DOCUMENTO FUENTE.
==============================
Las representaciones colectivas de los espacios que forman territorios se ven cada vez más embrolladas e incluso desestabilizadas por el ciberespacio, que puede actuar como sobreimpresión de los mismos referentes. Habitamos (y habitaremos cada vez más) en dos mundos (llamados real/virtual) de los que el segundo es muy mal conocido y aún está débilmente representado, por ejemplo, con Second Life. Las RET empujan a un cambio de paradigma, tanto más por cuanto son ordenadores o ‘pequeñas pantallas’ (las de los teléfonos móviles) las que comunican entre ellos, pero que pronto se operarán múltiples intercambios informacionales entre todo tipo de objetos con el ‘Internet de los objetos’. Anticipar esta evolución no significa en absoluto sumergirse en la ciencia-ficción, aunque esta última haya sabido imaginar y poner en escena el ciberespacio.

Este ciberespacio del que Internet no es más que una dimensión, su territorio público, está formado por múltiples sistemas de información a escala mundial: las redes teleinformáticas de las empresas, las redes especializadas e incluso las redes de telecomunicaciones internacionales forman parte de la vida cotidiana en el trabajo, en el comercio y en las organizaciones. Y el hecho de que habitemos, intercambiemos y trabajemos cada vez más en dos mundos obliga a pensar y a representar el ciberespacio. Es posible y necesario caracterizarlo, definir sus atributos, cartografiarlo, averiguar su lógica, incluso definir su gramática.

La ideología en el ciberespacio: ¿Un espacio líquido?

El ciberespacio ofrece la imagen de una red universal que conecta a todos los cerebros individuales articulados a escala planetaria y que constituye, según sus ideólogos, una especie de ‘cerebro planetario’, como lo denomina Joel de Rosnay, inventor de una ‘inteligencia colectiva’ según la fórmula de Pierre Lévy. En su origen, se trata de una tecno-utopía construida por Joseph Licklider, psicosociólogo que trabajaba con los ingenieros del MIT, en un artículo de 1960, La simbiosis del hombre y de la máquina. Licklider continúa de forma diferente el trabajo de la cibernética y de John von Neumann, pero soñaba menos con una máquina que duplicara el cerebro que con interconectar cerebro y máquina informática: «Nuestra esperanza es que dentro de un cierto número de años, el cerebro y el ordenador sea acoplados estrechamente». Por ello contempla la creación de una red informática para el intercambio entre hombres y ordenadores.

Una tecno-utopía que hizo del ciberespacio el espacio en que cerebros y ordenadores se articulan entre sí. Tal encadenamiento de metáforas provoca una doble identificación: el cerebro es un ordenador y dispone como este de una estructura reticular soporte de la actividad intelectual. El silogismo fundador de la tecno-utopía ciberespacial, por tanto, afirma:
1) El cerebro funciona como un ordenador y, recíprocamente, el ordenador funciona (y ‘piensa’) como un cerebro.
==============================
DATOS DISPONIBLES.
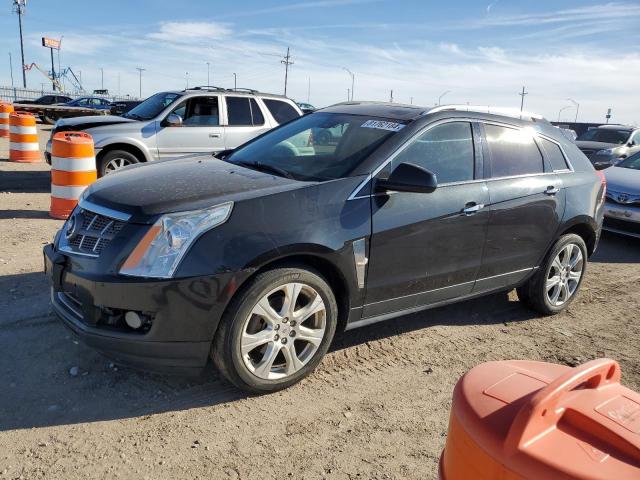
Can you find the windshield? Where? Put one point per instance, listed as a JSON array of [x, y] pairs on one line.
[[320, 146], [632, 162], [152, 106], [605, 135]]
==============================
INSTRUCCIONES DE LA TAREA.
Determina si cada una de las afirmaciones siguientes concuerda con el texto sobre el ciberespacio. Contesta sí o no en cada caso y cita literalmente las palabras del texto que lo deciden.
1. Joseph Licklider expuso su tecno-utopía en un artículo de 1960 titulado «La simbiosis del hombre y de la máquina».
2. Internet abarca la totalidad del ciberespacio.
3. Licklider soñaba sobre todo con una máquina que duplicara el cerebro.

RESPUESTA COMPLETA.
1. Sí: «construida por Joseph Licklider, psicosociólogo que trabajaba con los ingenieros del MIT, en un artículo de 1960, La simbiosis del hombre y de la máquina».
2. No: «Este ciberespacio del que Internet no es más que una dimensión, su territorio público».
3. No: «soñaba menos con una máquina que duplicara el cerebro que con interconectar cerebro y máquina informática».